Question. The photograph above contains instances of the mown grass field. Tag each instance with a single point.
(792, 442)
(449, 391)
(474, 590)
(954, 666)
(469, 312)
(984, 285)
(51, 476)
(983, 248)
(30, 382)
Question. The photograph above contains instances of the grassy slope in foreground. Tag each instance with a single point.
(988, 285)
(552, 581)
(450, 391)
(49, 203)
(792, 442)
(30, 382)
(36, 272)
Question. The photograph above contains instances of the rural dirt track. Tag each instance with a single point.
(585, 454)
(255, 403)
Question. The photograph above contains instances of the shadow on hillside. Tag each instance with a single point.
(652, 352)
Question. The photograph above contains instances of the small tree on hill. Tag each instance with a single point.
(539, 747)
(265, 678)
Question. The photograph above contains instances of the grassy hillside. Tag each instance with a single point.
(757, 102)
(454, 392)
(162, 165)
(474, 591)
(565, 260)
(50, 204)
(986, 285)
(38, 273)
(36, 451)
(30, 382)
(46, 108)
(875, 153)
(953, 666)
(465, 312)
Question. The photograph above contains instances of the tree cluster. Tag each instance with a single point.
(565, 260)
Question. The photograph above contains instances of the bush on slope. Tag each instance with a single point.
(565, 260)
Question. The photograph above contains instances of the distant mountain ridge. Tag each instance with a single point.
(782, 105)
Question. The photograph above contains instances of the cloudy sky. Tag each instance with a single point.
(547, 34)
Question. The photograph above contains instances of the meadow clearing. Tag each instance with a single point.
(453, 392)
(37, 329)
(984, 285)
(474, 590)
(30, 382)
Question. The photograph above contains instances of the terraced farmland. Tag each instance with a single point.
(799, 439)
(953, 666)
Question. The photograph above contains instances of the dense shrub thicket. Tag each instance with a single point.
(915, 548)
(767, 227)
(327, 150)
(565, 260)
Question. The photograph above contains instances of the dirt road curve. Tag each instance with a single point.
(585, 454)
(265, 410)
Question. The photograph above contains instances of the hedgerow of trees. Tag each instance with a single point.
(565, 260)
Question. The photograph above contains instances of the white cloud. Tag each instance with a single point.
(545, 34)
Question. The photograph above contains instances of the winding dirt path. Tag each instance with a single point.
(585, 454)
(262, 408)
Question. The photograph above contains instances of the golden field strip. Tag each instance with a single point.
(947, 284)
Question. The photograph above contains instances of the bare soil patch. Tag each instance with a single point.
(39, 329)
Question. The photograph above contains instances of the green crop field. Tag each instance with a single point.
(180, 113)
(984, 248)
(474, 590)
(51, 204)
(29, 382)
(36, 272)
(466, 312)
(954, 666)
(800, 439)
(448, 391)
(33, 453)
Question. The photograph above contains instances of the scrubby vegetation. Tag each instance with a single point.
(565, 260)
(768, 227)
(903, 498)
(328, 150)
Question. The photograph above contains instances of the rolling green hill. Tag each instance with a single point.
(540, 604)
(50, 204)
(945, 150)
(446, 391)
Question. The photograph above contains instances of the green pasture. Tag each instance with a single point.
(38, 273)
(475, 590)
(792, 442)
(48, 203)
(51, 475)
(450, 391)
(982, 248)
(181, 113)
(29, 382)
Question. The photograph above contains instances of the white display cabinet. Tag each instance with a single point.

________

> _YOUR TASK_: Pull out every line from the one with "Question. The photograph above contains instances of the golden" to the end of the listing, and output only those.

> _OUTPUT FOR THIS EXERCISE_:
Question. The photograph above contains instances of the golden field strip. Tag each instance with a single point.
(947, 284)
Question. The photograph above contains instances of the bare soil patch. Tag each instance with a single point.
(39, 329)
Question. The photograph above contains instances of the green crop field. Tag each instance with a single point.
(180, 113)
(984, 248)
(474, 590)
(51, 204)
(29, 382)
(36, 272)
(466, 312)
(954, 666)
(800, 439)
(448, 391)
(33, 453)
Question. The photograph above contains instances of the scrubby vegetation. Tag each instance with a single point.
(565, 260)
(768, 227)
(903, 498)
(328, 150)
Question. The photograph above contains instances of the rolling green hill. Tag each instance with a single point.
(540, 604)
(50, 204)
(945, 150)
(446, 391)
Question. The photograph above contains instances of the green pasture. Tag each instance with a single point.
(38, 273)
(475, 590)
(792, 442)
(48, 203)
(51, 475)
(450, 391)
(982, 248)
(181, 113)
(29, 382)
Question. The photograph above contains instances of the white display cabinet. Tag each instance with a single point.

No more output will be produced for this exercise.